Reproduce the listing below verbatim, every line unchanged and in its original order.

▼

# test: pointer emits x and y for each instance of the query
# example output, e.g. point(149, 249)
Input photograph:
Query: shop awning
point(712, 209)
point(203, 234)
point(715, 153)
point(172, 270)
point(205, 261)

▲

• Expected answer:
# test: pointer emits x and y for each instance of the query
# example output, e.g. point(149, 249)
Input photograph:
Query: shop awning
point(712, 209)
point(203, 234)
point(715, 153)
point(172, 270)
point(205, 261)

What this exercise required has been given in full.